▸ Texte extrait:
%%
À noter qu'avant l'arrivée du travailleur étranger au Canada, dans la seule mesure où il est dispensé de l'obligation d'obtenir un visa, l'employeur peut solliciter l'opinion de Citoyenneté et Immigration Canada quant à l'application d'une dispense d'AMT en transmettant une demande au Service régional des travailleurs étrangers de Montréal. Advenant qu'une dispense d'AMT trouve application, ce service délivrera une lettre d'opinion que le travailleur étranger pourra présenter à l'agent d'immigration aux fins de la délivrance de son permis de travail lors de son arrivée au Canada. Puisqu'il ne s'agit que d'une opinion rendue sur dossier, la décision finale quant à la délivrance ou non du permis appartient exclusivement à l'agent d'immigration.

Dans tous les cas, l'étranger devra satisfaire, notamment, à toutes les exigences en matière d'immigration temporaire pour se voir délivrer un permis de travail.

Qu'est-ce qu'un "visiteur commercial"?

Une exception particulièrement intéressante à cette obligation générale d'obtenir un permis de travail pour travailler au Canada est celle du visiteur commercial12.

En tant que visiteur commercial, un étranger pourra travailler sans permis de travail. Attention: cette exception est limitée et interprétée de façon restrictive.

Ce faisant, avant de permettre à un étranger d'exercer des activités en le considérant comme visiteur commercial, l'employeur ou son représentant légal devront faire preuve de beaucoup de prudence et bien comprendre les tenants et aboutissants de cette notion particulière.

On qualifiera de visiteur commercial un travailleur étranger qui fait affaire au Canada de façon accessoire à ses activités commerciales principales qui ont lieu à l'extérieur du Canada13. En quelque sorte, le point focal de l'analyse des agents d'immigration en la matière est de s'assurer que le degré de rattachement au Canada du travailleur étranger est faible, faiblesse dont la preuve devra être faite par celui voulant se prévaloir de ce statut.

Cette réalité ressort clairement du libellé même de l'article 187(3) R.i.p.r., qui énonce les facteurs devant être pris en considération dans l'application de la notion de visiteur commercial:

    (3) Facteurs - Pour l'application du paragraphe (1), l'étranger cherche à participer à des activités commerciales internationales au Canada sans s'intégrer directement au marché du travail au Canada si, à la fois:

    a)la principale source de rémunération des activités commerciales se situe à l'extérieur du Canada;

    b)le principal établissement de l'étranger et le lieu où il réalise ses bénéfices demeurent principalement à l'extérieur du Canada.(Nous soulignons)
%%
▸ Tâches à réaliser:
#1 Selon l'extrait sur le permis de travail, pourquoi la décision finale de délivrer ou non le permis appartient-elle exclusivement à l'agent d'immigration ? Répondez en une à trois phrases.
#2 Recopiez tel quel le passage de l'extrait sur le permis de travail qui va de « Une exception particulièrement » à « du visiteur commercial12. ».
Fondez-vous uniquement sur l'extrait sur le permis de travail.

[Enregistrements tirés d'un jeu de données]
%%
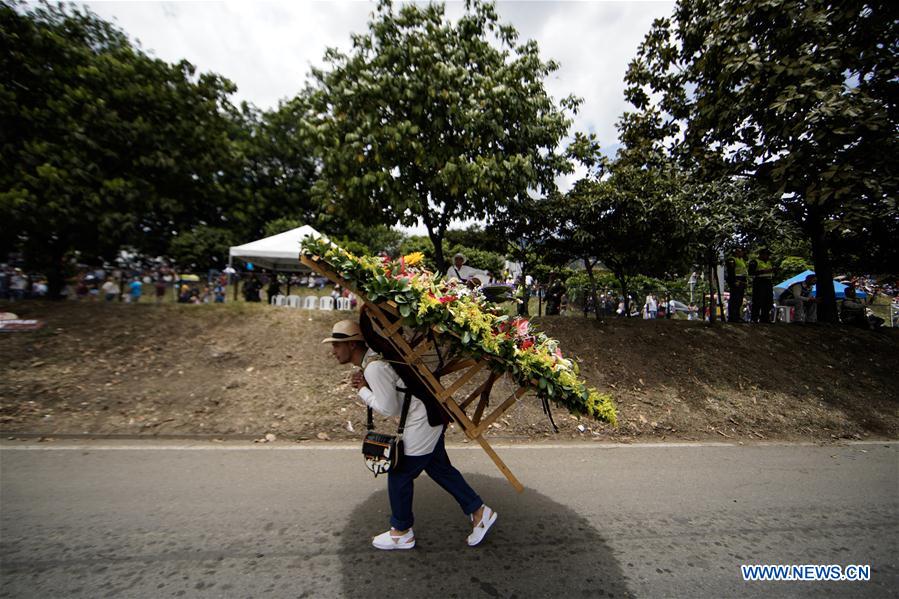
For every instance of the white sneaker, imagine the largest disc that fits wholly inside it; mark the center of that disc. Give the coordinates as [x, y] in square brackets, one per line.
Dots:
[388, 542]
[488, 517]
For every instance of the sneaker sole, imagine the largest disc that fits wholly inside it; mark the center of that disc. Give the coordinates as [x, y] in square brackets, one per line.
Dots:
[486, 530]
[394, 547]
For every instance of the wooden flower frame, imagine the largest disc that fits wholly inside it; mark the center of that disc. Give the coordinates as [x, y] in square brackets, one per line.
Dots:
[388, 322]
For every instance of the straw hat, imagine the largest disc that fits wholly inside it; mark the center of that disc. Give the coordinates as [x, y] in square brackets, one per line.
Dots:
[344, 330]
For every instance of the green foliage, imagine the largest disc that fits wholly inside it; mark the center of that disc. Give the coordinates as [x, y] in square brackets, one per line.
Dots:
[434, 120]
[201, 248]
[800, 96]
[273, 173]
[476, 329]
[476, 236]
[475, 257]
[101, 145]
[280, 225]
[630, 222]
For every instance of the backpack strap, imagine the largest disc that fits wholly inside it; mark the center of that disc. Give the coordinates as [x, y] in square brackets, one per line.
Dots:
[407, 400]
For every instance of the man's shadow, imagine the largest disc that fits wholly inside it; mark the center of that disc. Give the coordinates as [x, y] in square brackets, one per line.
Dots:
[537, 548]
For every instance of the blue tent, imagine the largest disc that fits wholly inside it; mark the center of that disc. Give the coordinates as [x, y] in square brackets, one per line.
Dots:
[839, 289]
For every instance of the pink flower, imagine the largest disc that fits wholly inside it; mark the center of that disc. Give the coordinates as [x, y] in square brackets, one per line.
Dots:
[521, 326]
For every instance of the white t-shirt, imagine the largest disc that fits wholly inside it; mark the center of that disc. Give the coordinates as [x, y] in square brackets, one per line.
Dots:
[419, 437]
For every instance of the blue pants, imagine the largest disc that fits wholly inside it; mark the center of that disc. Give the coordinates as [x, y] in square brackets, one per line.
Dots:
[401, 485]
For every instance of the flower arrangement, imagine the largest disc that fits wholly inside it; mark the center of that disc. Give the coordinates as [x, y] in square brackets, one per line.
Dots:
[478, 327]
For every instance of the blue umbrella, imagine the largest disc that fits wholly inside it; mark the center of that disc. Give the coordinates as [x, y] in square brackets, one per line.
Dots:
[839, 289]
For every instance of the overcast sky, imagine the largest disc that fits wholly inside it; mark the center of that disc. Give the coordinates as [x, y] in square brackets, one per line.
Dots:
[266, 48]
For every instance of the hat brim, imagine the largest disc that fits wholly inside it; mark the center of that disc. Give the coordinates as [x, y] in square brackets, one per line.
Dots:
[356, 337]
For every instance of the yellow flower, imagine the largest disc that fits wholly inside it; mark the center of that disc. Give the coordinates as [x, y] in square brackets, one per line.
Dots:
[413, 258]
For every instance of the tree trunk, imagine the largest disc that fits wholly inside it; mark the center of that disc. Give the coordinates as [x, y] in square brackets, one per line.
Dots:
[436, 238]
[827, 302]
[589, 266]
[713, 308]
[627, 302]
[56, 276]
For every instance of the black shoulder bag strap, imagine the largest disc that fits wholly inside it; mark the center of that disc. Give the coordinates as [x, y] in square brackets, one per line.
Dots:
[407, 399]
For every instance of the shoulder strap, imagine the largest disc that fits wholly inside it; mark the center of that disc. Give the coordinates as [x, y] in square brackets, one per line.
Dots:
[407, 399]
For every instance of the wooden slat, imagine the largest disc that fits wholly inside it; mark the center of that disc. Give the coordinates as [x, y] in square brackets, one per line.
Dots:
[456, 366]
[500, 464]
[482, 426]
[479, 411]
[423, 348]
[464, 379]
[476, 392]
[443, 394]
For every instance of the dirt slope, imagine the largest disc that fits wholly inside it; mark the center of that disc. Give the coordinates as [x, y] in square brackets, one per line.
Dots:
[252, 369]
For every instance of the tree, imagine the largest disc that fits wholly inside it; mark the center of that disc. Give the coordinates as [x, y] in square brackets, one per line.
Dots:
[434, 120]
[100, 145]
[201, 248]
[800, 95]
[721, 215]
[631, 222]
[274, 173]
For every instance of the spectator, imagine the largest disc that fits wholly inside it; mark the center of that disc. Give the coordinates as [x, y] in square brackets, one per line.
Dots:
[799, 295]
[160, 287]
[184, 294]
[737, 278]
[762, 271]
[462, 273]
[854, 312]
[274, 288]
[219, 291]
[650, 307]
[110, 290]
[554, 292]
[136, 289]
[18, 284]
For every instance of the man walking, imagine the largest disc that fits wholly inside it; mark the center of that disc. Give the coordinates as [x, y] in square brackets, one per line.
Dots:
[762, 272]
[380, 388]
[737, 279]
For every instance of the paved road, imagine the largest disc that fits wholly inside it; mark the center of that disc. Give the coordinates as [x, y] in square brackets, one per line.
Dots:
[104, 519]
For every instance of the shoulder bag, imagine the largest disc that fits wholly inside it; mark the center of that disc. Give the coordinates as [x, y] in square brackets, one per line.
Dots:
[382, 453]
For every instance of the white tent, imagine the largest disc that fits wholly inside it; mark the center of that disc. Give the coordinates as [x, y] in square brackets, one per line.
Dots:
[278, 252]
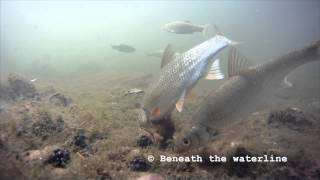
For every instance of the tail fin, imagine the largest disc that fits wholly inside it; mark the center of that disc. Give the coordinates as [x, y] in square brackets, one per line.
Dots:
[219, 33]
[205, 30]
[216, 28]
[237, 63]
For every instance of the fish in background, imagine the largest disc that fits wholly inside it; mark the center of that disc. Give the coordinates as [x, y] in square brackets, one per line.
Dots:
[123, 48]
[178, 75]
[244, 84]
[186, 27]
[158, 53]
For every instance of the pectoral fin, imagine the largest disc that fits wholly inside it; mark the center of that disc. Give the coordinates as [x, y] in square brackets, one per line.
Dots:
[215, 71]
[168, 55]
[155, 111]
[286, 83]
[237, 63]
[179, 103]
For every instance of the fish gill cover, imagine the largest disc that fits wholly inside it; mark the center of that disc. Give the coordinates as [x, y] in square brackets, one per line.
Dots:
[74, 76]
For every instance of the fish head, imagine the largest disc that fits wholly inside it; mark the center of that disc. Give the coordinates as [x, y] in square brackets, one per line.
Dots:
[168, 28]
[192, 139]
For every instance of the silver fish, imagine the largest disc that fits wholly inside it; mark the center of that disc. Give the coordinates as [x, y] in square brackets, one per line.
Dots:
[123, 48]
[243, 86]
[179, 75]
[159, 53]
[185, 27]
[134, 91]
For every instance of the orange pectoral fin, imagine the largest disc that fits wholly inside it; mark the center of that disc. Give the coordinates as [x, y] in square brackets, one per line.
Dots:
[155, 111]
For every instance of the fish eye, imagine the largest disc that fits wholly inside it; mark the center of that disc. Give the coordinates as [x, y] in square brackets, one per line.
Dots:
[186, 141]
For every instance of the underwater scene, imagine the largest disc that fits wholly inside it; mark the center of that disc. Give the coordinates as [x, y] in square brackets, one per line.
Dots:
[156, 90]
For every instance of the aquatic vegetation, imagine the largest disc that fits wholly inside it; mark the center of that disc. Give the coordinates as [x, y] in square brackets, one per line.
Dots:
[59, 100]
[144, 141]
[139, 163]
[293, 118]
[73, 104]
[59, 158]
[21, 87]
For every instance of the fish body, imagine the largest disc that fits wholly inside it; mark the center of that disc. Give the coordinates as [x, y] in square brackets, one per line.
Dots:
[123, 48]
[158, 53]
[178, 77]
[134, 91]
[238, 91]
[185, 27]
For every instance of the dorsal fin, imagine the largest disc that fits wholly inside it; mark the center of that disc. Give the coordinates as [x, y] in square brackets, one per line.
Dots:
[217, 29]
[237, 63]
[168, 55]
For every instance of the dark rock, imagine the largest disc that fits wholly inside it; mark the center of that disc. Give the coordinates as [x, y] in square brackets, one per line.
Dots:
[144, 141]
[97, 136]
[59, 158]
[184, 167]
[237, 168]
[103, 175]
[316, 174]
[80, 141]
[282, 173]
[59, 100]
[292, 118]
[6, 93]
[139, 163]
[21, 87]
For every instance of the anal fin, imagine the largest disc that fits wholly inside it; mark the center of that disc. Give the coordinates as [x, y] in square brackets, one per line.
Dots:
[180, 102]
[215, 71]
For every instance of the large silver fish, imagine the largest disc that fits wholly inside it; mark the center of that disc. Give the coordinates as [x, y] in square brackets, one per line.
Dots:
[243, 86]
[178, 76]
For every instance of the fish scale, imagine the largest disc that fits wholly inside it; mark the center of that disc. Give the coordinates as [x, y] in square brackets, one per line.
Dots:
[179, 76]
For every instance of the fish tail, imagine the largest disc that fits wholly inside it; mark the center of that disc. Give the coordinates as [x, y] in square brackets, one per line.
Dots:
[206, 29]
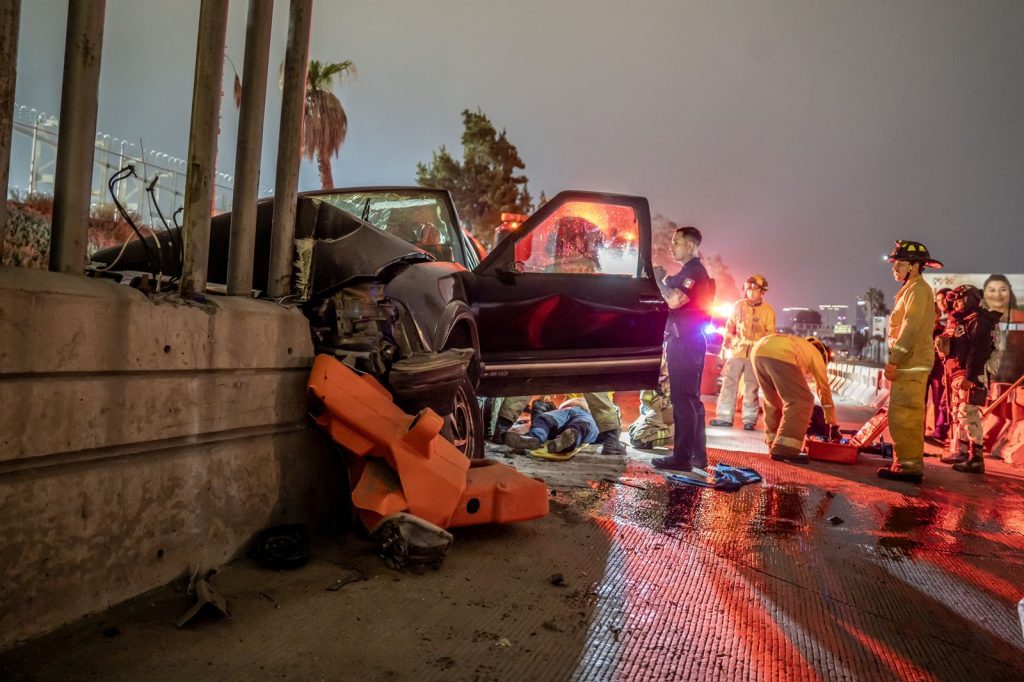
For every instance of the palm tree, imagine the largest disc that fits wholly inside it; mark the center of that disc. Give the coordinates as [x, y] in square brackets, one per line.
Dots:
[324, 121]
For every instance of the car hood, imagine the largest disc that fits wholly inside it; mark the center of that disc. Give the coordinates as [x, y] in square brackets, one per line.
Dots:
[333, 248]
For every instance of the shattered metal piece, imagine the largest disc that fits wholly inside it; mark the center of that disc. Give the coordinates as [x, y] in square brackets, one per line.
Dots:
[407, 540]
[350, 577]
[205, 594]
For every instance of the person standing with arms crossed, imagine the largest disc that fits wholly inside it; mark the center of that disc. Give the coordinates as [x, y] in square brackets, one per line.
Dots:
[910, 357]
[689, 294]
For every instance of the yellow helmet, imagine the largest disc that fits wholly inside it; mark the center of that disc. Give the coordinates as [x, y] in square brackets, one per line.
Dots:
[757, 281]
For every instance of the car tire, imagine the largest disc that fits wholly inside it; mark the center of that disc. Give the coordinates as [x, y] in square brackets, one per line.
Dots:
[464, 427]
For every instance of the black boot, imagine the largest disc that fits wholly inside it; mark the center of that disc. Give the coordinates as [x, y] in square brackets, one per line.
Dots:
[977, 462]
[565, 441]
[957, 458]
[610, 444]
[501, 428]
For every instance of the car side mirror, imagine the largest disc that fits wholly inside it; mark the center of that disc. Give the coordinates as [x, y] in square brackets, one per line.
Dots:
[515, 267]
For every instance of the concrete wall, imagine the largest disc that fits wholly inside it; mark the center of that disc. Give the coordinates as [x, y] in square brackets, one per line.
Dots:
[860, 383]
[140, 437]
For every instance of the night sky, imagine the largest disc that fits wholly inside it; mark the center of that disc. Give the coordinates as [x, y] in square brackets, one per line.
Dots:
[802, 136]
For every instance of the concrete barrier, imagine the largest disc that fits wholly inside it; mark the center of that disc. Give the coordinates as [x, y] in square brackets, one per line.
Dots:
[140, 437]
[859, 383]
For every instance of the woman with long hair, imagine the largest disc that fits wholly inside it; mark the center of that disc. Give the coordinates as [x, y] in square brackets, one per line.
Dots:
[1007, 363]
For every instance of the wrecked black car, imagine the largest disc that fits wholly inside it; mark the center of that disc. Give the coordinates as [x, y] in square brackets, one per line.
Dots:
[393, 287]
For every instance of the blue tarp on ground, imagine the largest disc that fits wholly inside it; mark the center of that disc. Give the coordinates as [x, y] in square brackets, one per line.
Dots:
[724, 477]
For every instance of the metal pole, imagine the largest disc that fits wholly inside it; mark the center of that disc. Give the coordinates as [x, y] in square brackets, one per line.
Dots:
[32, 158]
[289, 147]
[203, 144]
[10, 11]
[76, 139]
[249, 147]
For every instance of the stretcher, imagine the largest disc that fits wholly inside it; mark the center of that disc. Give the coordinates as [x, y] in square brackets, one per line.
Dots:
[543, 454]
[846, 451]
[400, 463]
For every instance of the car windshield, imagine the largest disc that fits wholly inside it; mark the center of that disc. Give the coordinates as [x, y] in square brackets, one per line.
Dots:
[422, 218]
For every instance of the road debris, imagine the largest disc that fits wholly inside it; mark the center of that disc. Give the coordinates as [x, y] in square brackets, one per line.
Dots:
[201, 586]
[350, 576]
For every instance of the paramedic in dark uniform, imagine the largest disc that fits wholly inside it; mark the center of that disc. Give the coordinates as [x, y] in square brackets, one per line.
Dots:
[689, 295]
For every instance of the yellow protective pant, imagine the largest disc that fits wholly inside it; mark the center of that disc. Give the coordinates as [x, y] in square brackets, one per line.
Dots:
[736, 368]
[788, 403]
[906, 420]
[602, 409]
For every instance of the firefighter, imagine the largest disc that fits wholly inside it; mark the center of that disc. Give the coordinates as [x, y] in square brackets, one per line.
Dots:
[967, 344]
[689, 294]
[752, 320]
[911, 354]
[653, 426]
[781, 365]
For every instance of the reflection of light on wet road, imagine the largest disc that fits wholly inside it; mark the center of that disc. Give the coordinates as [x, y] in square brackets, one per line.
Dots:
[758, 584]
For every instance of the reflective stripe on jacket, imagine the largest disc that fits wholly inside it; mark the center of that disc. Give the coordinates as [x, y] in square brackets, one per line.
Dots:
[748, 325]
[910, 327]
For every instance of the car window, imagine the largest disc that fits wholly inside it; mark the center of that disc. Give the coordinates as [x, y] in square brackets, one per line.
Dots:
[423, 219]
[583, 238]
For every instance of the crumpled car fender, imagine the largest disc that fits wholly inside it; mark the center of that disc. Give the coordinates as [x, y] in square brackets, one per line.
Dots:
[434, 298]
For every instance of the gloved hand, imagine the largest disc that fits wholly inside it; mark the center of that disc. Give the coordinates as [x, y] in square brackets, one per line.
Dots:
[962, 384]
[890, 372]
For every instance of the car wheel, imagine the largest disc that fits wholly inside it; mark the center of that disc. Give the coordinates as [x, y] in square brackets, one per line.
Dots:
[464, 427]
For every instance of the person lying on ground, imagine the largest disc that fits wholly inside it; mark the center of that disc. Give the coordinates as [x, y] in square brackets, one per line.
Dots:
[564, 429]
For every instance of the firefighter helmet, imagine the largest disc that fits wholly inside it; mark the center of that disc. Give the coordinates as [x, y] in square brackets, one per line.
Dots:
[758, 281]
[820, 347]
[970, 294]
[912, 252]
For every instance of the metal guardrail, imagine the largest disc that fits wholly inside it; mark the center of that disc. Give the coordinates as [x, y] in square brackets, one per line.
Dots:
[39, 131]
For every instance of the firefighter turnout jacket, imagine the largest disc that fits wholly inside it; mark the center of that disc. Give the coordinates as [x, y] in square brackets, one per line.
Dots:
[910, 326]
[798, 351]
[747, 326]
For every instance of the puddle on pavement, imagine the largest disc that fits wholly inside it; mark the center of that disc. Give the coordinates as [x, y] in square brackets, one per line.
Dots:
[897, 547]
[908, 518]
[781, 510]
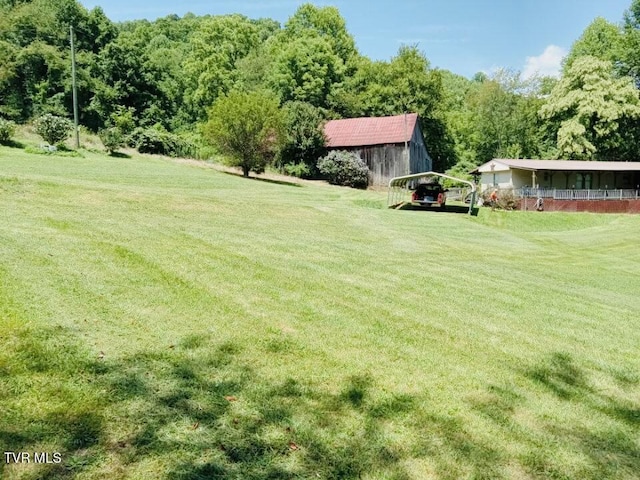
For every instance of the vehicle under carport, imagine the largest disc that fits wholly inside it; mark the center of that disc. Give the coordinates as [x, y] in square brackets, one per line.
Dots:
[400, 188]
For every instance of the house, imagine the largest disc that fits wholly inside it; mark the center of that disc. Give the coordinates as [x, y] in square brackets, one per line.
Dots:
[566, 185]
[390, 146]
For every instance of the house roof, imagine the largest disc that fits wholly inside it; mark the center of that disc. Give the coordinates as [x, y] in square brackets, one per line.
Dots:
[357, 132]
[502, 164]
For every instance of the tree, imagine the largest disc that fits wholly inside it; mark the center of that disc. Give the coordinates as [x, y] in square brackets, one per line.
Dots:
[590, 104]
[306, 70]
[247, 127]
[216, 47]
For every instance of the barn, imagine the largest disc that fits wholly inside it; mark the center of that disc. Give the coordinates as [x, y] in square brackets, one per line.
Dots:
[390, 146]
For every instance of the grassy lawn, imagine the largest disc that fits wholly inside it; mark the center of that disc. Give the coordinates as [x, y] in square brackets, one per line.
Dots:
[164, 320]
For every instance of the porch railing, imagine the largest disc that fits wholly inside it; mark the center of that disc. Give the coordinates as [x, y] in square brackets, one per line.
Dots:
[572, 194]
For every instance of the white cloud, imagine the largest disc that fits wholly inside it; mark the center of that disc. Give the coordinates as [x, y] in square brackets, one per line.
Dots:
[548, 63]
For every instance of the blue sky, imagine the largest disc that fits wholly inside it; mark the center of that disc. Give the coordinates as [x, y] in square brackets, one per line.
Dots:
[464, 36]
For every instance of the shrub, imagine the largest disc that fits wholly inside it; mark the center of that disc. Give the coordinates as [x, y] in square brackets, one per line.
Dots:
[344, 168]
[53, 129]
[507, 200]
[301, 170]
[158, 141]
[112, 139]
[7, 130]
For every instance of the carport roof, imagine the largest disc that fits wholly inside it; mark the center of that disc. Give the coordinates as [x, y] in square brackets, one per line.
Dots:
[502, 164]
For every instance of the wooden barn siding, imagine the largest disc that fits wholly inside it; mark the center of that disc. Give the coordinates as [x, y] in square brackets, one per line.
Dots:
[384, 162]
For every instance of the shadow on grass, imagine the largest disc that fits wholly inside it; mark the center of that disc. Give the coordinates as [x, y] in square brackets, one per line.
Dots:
%%
▸ Réponses complètes:
#1 La lettre délivrée par le Service régional des travailleurs étrangers de Montréal n'est qu'une opinion rendue sur dossier. C'est pourquoi la décision finale quant à la délivrance ou non du permis revient exclusivement à l'agent d'immigration.

#2
Une exception particulièrement intéressante à cette obligation générale d'obtenir un permis de travail pour travailler au Canada est celle du visiteur commercial12.